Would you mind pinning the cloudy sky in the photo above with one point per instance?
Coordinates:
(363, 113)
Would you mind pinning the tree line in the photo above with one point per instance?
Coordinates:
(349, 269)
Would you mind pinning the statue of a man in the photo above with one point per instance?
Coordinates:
------------
### Written request
Rewrite the lines above, changing each "pinning" to "marking" and keeping everything else the same.

### Response to the exercise
Would you mind marking the cloudy sky in the photo above with one point per instance?
Coordinates:
(363, 113)
Would you mind marking the tree line in the photo above with one point per instance?
Coordinates:
(349, 269)
Would you mind marking the statue of a man in the photo above with one point per instance?
Coordinates:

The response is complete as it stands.